Format the rows below as a numbered list and omit any blank lines.

▶ _SUPPLIED ENTRIES_:
--- start ---
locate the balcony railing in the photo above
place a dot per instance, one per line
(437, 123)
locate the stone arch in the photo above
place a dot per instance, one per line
--- end ---
▶ _THE RESULT_:
1. locate the balcony railing in the photo above
2. place a dot per instance, one per line
3. (437, 123)
4. locate the stone arch in the photo above
5. place a dot per instance, one per line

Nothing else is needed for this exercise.